◆ **ФРАГМЕНТ ТЕКСТА**
########################################

Пантелеев, по его собственному признанию {‘Былое’, 1906, No 2, стр. 270.}, получил в 1901 году от Михайловского копию текста ‘Отрывков из воспоминаний’ (то есть ‘Первоначальных набросков’) Шелгунова ‘об обстоятельствах, касающихся начала шестидесятых годов’. В конце их была копия данного письма П. Михайлова. Это письмо переписано на той же бумаге и тем же почерком, что и отрывки {‘Голос минувшего’, 1918, No 4—6, стр. 55.}. Пантелеев передал, очевидно, полученные от Михайловского материалы редактору ‘Голоса минувшего’ В. И. Семевскому, который предложил Мияковскому подготовить публикацию.
Местонахождение этой копии письма, как и автографа, в настоящее время неизвестно.
Печатается по публикации Мияковского в ‘Голосе минувшего’, стр. 225—227.
Стр. 453. Миша скончался 2 августа &lt,…&gt, от &lt,…&gt, болезни Брайта.— Эта. дата смерти не сходится с официальным уведомлением, полученным III Отделением, где говорится, что М. Л. Михайлов ‘умер 3-го числа сего августа’ (А. И. Герцен, Собр. соч. в тридцати томах, т. XVIII, М. 1959, стр. 663). В заметке ‘Убили’ в ‘Колоколе’ также указывается 3 августа (‘Колокол’, 1865), л. 205, 1 октября). Однако сообщение П. Л. Михайлова, что поэт умер от Брайтовой болезни, очевидно, заслуживает доверия и лишает достоверности утверждение Е. О. Дубровиной о самоубийстве М. Л. Михайлова (см. стр. 475). В упоминавшемся выше уведомлении в III Отделение указывается та же причина смерти поэта — ‘болезнь почек’, то есть Брайтова болезнь.
…ссылка больших партий польских повстанцев…— После поражения польского восстания 1863 года в Сибирь было выслано около восемнадцати тысяч человек.
…вследствие отказа &lt,…&gt, коменданта Шипова…— В воспоминаниях И. Г. Жукова говорится о коменданте Шилове, бывшем директоре оренбургского Неплюевского военного училища, командированном из Петербурга в Нерчинск специально для наблюдения за политическими заключенными (‘Литературный Саратов’, кн. 8, 1947, стр. 252).
Стр. 454. …он объявил мне, что все принадлежит Мише.— Сыну Л. П. Шелгуновой и М. Л. Михайлова, М. Н. Шелгунову.

########################################

◆ **ИСХОДНЫЕ ДАННЫЕ**
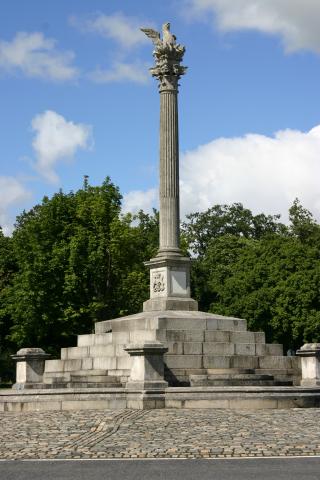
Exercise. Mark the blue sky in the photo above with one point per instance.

########################################

◆ **ЗАДАНИЯ ДЛЯ ВЫПОЛНЕНИЯ**
- 1) Сколько человек, согласно комментариям к письму П. Михайлова, было выслано в Сибирь после поражения польского восстания 1863 года?
- 2) Напишите продолжение комментариев к письму П. Михайлова, начав сразу после их последнего предложения.

◆ **ПОЛУЧЕННЫЕ ОТВЕТЫ**
- 1) Около восемнадцати тысяч человек.

- 2)
Стр. 455. …за стеной сидели близкие люди &lt,…&gt, не решавшиеся войти в комнату…— политические ссыльные. Основываясь на воспоминаниях И. Г. Жукова, можно считать, что среди них мог быть и Чернышевский (см. там же).
Остальные подробности оставляю до следующего письма, при котором вы получите роман.— Это письмо не разыскано. Роман— ‘Вместе’, который М. Михайлов начал в Тобольске (см. стр. 371) и закончил в Кадае, после отъезда Шелгуновых. Первые его четыре главы были опубликованы Шелгуновой в ‘Деле’, 1870, No 1. О романе ‘Вместе’ см. статью Г. Коган ‘Судьба ‘неоконченного’ романа М. Л. Михайлова о ‘новых людях’ (‘Вопросы литературы’, 1962, No 1). Из приведенных в статье документов видно, что роман Михайловым был закончен, а из отзыва цензора даже известно содержание ненапечатанных глав (5—8). Однако дальнейшее печатание романа было запрещено цензурой в августе 1870 года, а корректура возвращена редактору журнала ‘Дело’ Шульгину. Рукопись романа и корректура не разысканы.
…библиотека осталась при мне.— Судьба ее неизвестна.
Стр. 456. …продажа Звонареву сочинений Павлом.— Павел — один из братьев М. Михайлова (см. прим. к стр. 461—462). Еще в 1866 году друзья поэта попытались с помощью издателя Звонарева выпустить ‘Стихотворения М. Л. Михайлова’ (ем. прим. к стр. 436). Однако тираж, отпечатанный в количестве двух с половиной тысяч экземпляров, был, по распоряжению Главного управления по делам печати, уничтожен в октябре того же года. Петр Ларионович, очевидно, об этом не знал.